Source records

+ + + + + + +

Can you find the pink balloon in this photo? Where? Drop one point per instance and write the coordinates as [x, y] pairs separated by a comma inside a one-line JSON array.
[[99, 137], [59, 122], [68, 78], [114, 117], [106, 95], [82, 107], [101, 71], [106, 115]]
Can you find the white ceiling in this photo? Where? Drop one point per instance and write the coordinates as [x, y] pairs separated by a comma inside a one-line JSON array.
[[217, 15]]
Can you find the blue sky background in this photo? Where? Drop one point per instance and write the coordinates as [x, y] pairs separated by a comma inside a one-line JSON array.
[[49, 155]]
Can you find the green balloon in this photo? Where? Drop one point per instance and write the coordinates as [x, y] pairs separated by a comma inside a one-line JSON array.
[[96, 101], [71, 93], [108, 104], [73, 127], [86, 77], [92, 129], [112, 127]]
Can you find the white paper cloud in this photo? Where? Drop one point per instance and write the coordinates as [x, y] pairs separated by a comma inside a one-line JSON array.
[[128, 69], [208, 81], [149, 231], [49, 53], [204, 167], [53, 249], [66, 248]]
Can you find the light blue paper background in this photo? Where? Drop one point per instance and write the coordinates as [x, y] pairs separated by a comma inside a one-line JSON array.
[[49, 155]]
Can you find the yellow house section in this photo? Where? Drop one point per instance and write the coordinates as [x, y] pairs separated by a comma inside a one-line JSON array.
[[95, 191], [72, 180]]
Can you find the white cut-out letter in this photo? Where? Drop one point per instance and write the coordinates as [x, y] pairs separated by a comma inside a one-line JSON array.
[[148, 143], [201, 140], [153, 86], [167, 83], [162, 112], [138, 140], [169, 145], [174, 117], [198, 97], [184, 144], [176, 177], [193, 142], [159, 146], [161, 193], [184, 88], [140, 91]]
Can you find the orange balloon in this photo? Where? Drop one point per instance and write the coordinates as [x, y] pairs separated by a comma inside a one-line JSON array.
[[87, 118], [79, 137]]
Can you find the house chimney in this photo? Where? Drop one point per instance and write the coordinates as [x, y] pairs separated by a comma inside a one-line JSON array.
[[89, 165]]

+ + + + + + +

§ Problem
Convert the entries above into a two-column CSV with the header row "prompt,response", one row per entry. Place each entry's text and its answer in a single quoted field apiece, replacing any line breaks with spaces.

§ Task response
prompt,response
"Can you find the pink balloon in this photo? Where? Drop one point per instance and write the coordinates as [x, y] pairs separated by a comma inside a one-line JSON array.","[[99, 137], [59, 122], [68, 78], [114, 117], [106, 95], [82, 107], [101, 71], [106, 115]]"
"Can you find the white ceiling in this photo? Where? Drop one point per instance and write the coordinates as [x, y] pairs separated by a comma inside a one-line JSON array.","[[217, 15]]"
"Can you find the blue sky background in this photo? Where? Drop one point per instance and write the coordinates as [x, y] pairs separated by a comma inside a one-line JSON array.","[[49, 155]]"
"Can you find the green balloon in this photo? Where? Drop one point per instance and write the coordinates as [x, y] pairs separated by a comma inside a one-line JSON array.","[[96, 101], [71, 93], [108, 104], [73, 127], [86, 77], [92, 129], [112, 127]]"
"Can you find the white paper cloud in this photo? Where? Drop one point per instance and write the coordinates as [x, y] pairs separated by a comma inside a one-line JSON array.","[[128, 69], [208, 81], [149, 231], [49, 53], [204, 167], [53, 249], [66, 248]]"
"Can you find the light blue paper background in this photo? Where? Drop one point per instance and write the coordinates as [x, y] pairs separated by a comma inside a one-line JSON array.","[[49, 155]]"
"Can you find the yellow house section in this photo? Where? Drop one point per instance and write the coordinates as [x, y] pairs separated by a comma inside a one-line JSON array.","[[95, 191], [72, 180]]"
"Can you find the white cut-out letter in this photo? Where? Drop one point per instance and write the coordinates as [x, y] pairs separated by a comma inside a one-line JSON array.","[[148, 143], [201, 140], [153, 86], [167, 83], [162, 112], [138, 140], [169, 145], [174, 117], [198, 97], [184, 144], [176, 177], [193, 142], [159, 146], [161, 193], [184, 88], [140, 91]]"
"Can you find the orange balloon in this photo? Where? Drop one point per instance and write the coordinates as [x, y] pairs separated by a comma inside a one-line JSON array.","[[87, 118], [79, 137]]"
"Can you find the house chimney in this photo? Where? Drop one point per instance and write the coordinates as [x, y] pairs separated by a comma inside a one-line JSON array.","[[89, 165]]"